# Given passage

-- Start --

Victim or Victor

VICTIM vs VICTOR

Regaining Your “You”. Don’t ever play the victim.

 

 

Has anything bad happened to you? I know—that’s a stupid question. The real question is: What have you done with it?

 

You have two paths:

 

  1. Let it get the best of you. Spend a huge part of your life defeated by what happened, making excuses about why you can’t move on, complaining, and living in the past.
  2. Get back on the horse of life and conquer the day with confidence and vision.

 

One path spells Victim; the other spells Victor. A Victor isn’t perfect, but they are willing to keep moving forward through every “failure,” seeing it instead as an opportunity to learn.

 

Bad things happen. Let’s look at the worst-case scenarios: Have you been abused or betrayed? Have you lost a loved one? Have you survived a devastating divorce? After the initial grieving period, you still face two choices:

 

Grab hold of being the Victim and play it out as long as you can.

Grab hold of being the Victor and move forward despite what happened.

 

If you put on the “victim jacket,” this follows:

 

  • You expect others to feel sorry for you.
  • You become “addicted” to that attention and habitually complain to keep it coming.
  • You wait for others to comfort you while you sit in isolation.
  • You expect others to cater to your needs with an unrealistic sense of entitlement.
  • You look for handouts because you feel the world owes you for your misfortunes.

 

Now, there is nothing wrong with seeking comfort, to an extent. For a brief season, this is perfectly fine. You need time to heal, collect your thoughts, and accept reality. Feeling bad is natural; comfort from others is necessary for recovery.

 

But if you cling to that mentality, “feeling bad for” turns into “pity.” Comfort turns into coddling. Catering turns into dependency. The goal of this discussion is to ensure you don’t reach that point.

 

Set a goal to grieve, then set a time to make up your mind. Decide not to accept pity or expect constant sympathy. Start reaching out to others. Go to them. Make the effort to do your own cooking, cleaning, and shopping. Put a smile back on your face.

-- End --

# What you need to do
[1] According to the victim-versus-victor piece, what follows if you put on the "victim jacket"? List every result it gives.
[2] In the victim-versus-victor piece, how does a Victor view each "failure"?

# Information shown
-- Start --

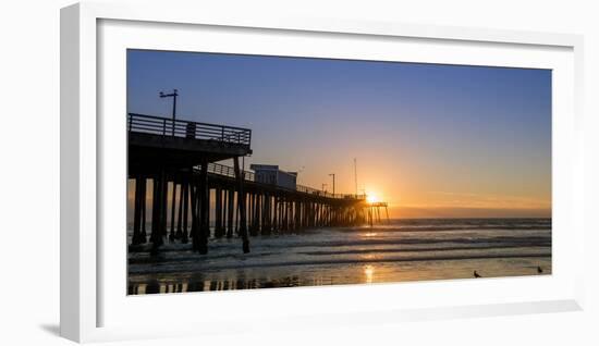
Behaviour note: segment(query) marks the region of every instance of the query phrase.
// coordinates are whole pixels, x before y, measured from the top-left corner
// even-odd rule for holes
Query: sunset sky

-- End --

# Worked answers
[1]
- You expect others to feel sorry for you.
- You become "addicted" to that attention and habitually complain to keep it coming.
- You wait for others to comfort you while you sit in isolation.
- You expect others to cater to your needs with an unrealistic sense of entitlement.
- You look for handouts because you feel the world owes you for your misfortunes.

[2] As an opportunity to learn.